[Entries for pointing and labeling]

<<<<

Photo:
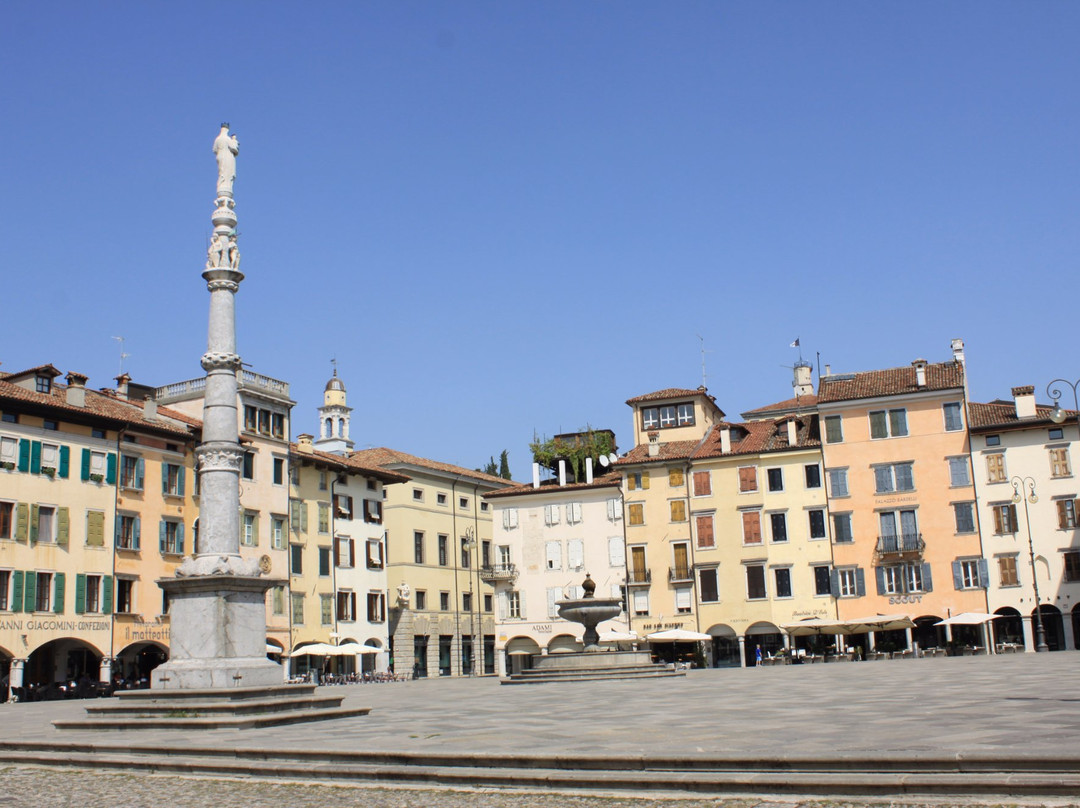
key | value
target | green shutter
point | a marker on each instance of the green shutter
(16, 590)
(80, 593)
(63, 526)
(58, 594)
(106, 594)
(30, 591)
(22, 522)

>>>>
<<<<

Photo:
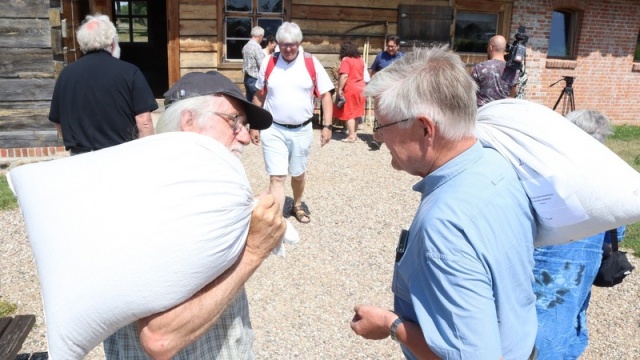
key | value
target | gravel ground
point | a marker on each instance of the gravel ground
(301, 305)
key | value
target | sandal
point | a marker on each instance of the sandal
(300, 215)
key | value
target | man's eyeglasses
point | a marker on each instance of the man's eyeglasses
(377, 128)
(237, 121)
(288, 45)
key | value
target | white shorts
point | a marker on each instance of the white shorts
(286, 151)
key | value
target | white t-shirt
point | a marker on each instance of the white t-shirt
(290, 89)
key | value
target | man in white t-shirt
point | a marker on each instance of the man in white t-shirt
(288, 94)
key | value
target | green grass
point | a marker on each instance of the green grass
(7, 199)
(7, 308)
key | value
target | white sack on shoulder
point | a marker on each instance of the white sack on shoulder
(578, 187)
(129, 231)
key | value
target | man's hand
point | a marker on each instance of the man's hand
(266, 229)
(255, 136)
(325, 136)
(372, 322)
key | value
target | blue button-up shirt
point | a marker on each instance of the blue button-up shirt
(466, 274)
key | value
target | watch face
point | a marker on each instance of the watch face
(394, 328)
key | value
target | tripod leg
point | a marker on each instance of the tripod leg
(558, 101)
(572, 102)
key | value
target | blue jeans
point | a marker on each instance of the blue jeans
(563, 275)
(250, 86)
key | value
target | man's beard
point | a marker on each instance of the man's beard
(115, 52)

>>>>
<<<<

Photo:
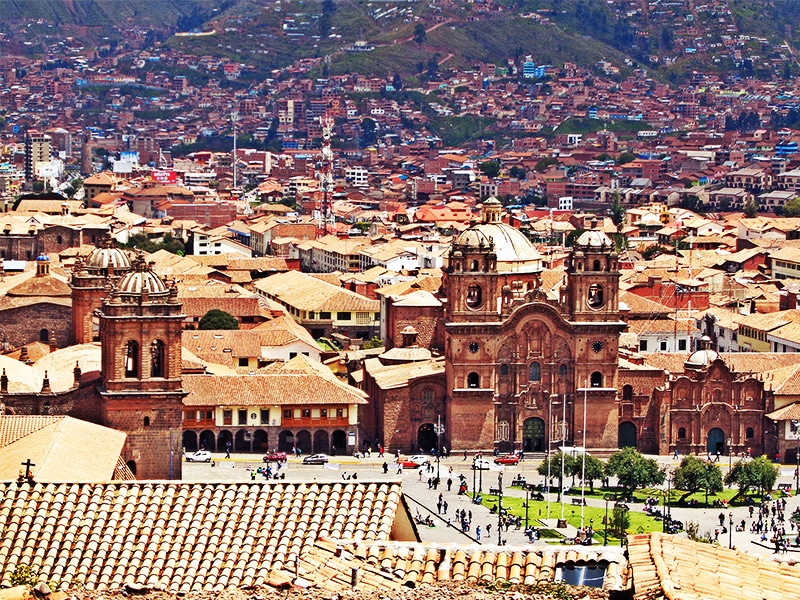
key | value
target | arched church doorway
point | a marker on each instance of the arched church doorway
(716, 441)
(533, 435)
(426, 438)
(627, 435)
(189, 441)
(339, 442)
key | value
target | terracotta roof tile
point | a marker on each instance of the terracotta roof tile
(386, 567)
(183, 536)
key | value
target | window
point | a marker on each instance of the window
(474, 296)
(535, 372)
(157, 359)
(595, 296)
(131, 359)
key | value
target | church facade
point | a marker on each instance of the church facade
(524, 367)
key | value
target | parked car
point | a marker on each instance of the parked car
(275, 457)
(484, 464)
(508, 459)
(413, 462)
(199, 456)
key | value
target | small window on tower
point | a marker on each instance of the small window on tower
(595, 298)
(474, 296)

>>>>

● TASK PROMPT: Please locate every line in the entries above that contains the string "jeans", matching case, and copy each of those lines.

● EXPECTED OUTPUT:
target | blue jeans
point | a marker on each instance of the blue jeans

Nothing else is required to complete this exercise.